**What you need to do**. Quote the line containing "Where can you spot the bicycle" and all lines that follow it in the listing below, exactly as written.

Dataset excerpts on object pointing

----------

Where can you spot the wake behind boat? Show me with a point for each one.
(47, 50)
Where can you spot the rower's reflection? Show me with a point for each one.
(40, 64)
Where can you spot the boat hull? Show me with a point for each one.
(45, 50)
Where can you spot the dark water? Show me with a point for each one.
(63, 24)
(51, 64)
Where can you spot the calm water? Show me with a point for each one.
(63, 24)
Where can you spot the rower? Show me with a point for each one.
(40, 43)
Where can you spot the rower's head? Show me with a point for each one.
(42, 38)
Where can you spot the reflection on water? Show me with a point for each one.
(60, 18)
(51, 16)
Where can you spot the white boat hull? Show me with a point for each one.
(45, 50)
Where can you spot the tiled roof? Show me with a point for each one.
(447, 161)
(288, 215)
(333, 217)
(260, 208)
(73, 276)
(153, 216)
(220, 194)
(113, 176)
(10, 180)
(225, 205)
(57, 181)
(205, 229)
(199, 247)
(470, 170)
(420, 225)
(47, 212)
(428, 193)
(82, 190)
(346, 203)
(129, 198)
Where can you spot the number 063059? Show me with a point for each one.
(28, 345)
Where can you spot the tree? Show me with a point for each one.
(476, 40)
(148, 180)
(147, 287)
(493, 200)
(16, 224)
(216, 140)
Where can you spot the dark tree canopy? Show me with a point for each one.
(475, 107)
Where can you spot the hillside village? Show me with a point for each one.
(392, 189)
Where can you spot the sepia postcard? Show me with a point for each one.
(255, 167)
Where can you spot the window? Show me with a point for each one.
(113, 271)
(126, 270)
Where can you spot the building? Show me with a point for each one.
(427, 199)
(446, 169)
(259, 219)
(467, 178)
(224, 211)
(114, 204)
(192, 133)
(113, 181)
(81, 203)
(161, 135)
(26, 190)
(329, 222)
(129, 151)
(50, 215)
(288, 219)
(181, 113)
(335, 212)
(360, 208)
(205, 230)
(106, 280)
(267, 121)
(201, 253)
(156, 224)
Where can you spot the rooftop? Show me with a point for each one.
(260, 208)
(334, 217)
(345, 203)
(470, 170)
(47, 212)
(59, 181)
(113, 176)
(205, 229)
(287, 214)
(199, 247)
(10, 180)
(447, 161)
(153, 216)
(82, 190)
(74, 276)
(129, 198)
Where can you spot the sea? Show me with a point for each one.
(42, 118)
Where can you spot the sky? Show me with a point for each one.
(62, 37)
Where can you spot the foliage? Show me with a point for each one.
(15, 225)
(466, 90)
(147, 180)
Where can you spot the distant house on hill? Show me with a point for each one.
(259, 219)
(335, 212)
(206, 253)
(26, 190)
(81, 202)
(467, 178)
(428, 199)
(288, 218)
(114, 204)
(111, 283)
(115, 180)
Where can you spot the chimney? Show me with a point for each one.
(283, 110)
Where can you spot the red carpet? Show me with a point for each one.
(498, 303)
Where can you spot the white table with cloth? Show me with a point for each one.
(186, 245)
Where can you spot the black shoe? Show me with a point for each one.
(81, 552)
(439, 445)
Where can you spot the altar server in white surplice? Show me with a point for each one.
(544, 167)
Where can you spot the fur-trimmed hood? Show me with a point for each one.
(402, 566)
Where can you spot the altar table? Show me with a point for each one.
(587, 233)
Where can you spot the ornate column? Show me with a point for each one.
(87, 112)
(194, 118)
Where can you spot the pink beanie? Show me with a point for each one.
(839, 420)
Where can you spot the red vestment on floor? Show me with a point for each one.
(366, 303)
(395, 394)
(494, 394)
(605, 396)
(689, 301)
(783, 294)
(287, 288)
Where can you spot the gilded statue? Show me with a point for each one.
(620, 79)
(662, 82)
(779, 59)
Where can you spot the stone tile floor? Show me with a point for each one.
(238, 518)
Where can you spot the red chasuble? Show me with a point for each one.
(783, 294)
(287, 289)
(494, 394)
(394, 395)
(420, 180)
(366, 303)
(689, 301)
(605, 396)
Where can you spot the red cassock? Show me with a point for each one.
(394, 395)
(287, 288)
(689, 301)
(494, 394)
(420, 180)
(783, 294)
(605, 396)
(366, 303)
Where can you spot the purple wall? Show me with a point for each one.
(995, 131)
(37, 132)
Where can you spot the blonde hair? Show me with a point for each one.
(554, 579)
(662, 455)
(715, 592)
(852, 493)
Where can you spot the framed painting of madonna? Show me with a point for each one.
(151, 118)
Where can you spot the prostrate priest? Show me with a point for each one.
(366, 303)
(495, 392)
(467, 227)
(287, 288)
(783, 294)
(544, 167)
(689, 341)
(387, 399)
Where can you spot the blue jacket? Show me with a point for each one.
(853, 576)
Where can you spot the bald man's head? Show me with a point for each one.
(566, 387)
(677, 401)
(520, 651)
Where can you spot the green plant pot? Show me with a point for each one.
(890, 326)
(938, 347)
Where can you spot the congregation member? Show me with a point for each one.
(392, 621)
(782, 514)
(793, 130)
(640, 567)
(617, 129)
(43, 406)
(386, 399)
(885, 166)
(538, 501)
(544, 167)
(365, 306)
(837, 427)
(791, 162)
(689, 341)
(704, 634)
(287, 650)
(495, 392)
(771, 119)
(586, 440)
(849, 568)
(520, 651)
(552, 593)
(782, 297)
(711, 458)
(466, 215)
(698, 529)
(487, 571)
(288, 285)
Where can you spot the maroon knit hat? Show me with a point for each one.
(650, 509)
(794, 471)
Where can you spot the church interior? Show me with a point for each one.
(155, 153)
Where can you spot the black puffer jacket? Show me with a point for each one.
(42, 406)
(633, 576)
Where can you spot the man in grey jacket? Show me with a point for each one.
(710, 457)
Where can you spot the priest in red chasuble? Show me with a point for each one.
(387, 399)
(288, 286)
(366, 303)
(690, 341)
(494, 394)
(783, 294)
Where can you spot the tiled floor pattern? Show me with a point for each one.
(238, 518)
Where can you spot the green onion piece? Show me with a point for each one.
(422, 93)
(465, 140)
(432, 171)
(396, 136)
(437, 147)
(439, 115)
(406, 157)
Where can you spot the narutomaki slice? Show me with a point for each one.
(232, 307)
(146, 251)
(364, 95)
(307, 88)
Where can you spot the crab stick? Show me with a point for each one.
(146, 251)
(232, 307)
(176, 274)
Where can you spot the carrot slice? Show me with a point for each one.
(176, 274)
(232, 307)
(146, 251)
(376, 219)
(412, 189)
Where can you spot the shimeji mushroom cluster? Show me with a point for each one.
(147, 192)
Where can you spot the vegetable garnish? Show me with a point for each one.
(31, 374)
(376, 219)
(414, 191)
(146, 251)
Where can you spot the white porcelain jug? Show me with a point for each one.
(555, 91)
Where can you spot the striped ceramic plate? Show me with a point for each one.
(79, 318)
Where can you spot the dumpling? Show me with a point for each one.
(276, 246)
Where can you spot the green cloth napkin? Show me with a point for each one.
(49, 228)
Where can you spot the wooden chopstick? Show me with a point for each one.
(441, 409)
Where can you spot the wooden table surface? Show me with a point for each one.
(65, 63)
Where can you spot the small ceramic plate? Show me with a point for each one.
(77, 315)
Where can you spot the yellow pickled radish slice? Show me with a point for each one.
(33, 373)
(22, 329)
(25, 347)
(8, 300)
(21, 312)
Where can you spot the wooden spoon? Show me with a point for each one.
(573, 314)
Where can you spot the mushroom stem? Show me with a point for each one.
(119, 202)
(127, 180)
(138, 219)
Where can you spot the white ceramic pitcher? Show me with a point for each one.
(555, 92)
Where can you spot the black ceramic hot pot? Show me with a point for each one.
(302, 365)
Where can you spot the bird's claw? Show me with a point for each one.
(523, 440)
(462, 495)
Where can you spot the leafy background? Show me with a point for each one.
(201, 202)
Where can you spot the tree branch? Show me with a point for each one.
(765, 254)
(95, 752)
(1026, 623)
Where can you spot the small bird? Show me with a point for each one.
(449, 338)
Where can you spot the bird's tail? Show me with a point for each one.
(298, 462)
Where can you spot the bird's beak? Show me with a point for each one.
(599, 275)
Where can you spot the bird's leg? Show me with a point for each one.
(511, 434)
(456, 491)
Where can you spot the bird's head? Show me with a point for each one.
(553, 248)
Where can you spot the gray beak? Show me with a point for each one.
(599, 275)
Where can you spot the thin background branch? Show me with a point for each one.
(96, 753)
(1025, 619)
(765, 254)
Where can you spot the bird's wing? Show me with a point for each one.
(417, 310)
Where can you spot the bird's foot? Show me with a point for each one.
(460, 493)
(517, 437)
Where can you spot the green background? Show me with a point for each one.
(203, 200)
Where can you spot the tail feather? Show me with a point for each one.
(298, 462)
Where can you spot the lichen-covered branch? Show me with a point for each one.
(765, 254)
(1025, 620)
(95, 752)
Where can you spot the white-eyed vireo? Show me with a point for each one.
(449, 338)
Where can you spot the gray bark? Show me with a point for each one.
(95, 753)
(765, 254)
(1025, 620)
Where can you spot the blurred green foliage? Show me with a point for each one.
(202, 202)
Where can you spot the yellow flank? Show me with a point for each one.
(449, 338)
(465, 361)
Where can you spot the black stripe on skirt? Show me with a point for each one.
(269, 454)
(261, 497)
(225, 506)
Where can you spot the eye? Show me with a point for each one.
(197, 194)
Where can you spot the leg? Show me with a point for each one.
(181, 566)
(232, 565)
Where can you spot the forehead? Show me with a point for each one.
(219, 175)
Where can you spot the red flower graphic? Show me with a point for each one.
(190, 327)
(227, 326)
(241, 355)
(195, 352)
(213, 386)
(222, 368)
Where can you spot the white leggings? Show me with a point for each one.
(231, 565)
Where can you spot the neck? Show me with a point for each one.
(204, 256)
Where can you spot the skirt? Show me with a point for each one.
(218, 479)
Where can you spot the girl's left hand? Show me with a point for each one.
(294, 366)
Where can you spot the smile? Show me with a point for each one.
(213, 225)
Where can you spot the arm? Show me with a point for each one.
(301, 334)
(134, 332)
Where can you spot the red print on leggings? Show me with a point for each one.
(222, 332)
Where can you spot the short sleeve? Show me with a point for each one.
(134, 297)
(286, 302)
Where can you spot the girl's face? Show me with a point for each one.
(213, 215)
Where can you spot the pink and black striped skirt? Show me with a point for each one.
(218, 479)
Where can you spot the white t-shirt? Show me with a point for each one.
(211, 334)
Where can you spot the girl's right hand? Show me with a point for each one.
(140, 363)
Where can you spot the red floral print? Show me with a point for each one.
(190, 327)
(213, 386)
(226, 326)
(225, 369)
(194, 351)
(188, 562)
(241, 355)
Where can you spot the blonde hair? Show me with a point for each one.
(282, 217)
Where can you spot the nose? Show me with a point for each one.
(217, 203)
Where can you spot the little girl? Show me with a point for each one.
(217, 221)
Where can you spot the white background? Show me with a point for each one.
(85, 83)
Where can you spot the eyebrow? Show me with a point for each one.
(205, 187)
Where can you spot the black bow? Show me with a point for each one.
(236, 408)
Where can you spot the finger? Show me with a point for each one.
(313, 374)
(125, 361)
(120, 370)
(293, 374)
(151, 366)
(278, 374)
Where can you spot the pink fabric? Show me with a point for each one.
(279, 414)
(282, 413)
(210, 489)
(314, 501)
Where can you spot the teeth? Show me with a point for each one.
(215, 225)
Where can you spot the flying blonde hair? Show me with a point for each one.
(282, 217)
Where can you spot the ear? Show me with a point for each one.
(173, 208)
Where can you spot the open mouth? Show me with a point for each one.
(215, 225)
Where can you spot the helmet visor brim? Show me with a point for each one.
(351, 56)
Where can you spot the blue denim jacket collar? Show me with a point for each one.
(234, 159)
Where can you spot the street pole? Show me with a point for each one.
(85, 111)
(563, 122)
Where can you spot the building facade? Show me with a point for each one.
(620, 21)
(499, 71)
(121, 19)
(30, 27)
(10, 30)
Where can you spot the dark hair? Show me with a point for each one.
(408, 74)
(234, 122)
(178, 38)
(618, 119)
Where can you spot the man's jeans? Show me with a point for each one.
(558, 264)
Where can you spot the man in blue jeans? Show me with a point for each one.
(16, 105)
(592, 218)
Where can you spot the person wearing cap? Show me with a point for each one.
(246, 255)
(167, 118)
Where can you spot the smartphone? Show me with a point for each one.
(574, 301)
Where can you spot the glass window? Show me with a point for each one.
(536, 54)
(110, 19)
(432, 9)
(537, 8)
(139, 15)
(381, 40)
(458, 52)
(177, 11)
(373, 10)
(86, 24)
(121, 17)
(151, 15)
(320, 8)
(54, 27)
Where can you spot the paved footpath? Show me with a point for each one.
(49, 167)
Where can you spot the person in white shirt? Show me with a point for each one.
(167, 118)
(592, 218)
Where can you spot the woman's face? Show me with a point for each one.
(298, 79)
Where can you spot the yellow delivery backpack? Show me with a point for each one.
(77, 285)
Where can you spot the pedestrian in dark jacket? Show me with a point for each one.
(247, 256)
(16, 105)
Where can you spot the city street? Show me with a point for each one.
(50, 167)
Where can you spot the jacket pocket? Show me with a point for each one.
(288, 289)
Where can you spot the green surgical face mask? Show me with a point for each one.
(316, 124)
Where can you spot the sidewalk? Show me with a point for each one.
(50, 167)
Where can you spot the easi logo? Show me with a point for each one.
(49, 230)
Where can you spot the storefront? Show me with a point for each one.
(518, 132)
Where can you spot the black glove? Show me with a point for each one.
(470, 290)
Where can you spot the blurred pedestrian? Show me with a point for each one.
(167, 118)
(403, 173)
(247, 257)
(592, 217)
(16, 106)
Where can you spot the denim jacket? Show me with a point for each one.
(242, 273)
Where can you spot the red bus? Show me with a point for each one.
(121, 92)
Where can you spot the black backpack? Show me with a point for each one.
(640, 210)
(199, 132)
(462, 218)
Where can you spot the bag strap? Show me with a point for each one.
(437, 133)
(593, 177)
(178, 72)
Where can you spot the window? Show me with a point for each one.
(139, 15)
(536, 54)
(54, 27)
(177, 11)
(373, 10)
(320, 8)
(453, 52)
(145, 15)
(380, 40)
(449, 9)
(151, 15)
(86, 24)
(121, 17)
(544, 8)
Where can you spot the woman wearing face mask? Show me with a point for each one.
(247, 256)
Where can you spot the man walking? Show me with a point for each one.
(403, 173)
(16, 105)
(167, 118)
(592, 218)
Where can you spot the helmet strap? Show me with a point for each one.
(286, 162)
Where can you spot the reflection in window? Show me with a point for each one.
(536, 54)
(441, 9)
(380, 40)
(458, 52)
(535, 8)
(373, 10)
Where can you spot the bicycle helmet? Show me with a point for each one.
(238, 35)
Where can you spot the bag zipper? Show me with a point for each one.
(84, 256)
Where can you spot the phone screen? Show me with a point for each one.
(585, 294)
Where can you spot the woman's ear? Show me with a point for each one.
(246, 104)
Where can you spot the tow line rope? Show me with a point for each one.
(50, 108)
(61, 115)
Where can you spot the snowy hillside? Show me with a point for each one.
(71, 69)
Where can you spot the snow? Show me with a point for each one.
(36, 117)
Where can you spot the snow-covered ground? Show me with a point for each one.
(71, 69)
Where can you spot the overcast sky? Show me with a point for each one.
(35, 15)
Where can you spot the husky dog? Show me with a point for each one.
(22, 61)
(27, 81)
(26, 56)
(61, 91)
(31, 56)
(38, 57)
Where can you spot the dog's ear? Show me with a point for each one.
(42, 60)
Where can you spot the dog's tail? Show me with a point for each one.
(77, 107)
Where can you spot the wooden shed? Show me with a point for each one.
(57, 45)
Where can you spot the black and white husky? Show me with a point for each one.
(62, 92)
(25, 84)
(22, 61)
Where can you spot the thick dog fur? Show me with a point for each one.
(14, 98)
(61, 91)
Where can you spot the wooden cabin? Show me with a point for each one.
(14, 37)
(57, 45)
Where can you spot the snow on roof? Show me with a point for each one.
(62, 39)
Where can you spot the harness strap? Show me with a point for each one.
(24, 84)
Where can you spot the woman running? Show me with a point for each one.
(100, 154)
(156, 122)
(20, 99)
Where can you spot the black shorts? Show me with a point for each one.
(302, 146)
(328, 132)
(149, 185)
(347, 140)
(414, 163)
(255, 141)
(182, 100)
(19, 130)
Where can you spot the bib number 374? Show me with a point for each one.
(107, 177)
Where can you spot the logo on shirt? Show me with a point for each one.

----------

**Output for this task**.
Where can you spot the bicycle helmet? Show me with a point for each one.
(238, 35)
Where can you spot the bag zipper? Show me with a point for each one.
(84, 256)
Where can you spot the phone screen? Show me with a point for each one.
(585, 294)
Where can you spot the woman's ear? Show me with a point for each one.
(246, 104)
Where can you spot the tow line rope? Show me with a point for each one.
(50, 108)
(61, 115)
Where can you spot the snowy hillside? Show me with a point for each one.
(71, 69)
Where can you spot the snow? Show me with a point for each one.
(36, 117)
Where can you spot the snow-covered ground? Show me with a point for each one.
(71, 69)
Where can you spot the overcast sky? Show me with a point for each one.
(35, 15)
Where can you spot the husky dog? Show me with a point for each one.
(22, 61)
(27, 81)
(26, 56)
(61, 91)
(31, 56)
(38, 57)
Where can you spot the dog's ear? Show me with a point for each one.
(42, 60)
Where can you spot the dog's tail? Show me with a point for each one.
(77, 107)
Where can you spot the wooden shed? Show me with a point for each one.
(57, 45)
Where can you spot the black and white husky? Show me with a point for each one.
(62, 92)
(25, 84)
(22, 61)
Where can you spot the thick dog fur? Show me with a point for each one.
(14, 98)
(61, 91)
Where can you spot the wooden cabin? Show me with a point for each one.
(14, 37)
(57, 45)
Where can you spot the snow on roof? Show me with a point for each one.
(62, 39)
Where can you spot the harness strap? Show me with a point for each one.
(24, 84)
Where can you spot the woman running? Show me with a point for each one.
(100, 154)
(156, 122)
(20, 99)
Where can you spot the black shorts? Show me with a point for each one.
(302, 146)
(328, 132)
(149, 185)
(347, 140)
(414, 163)
(255, 141)
(182, 100)
(19, 130)
Where can you spot the bib number 374? Show me with a point for each one.
(107, 177)
Where can you spot the logo on shirt? Show me with a point for each one.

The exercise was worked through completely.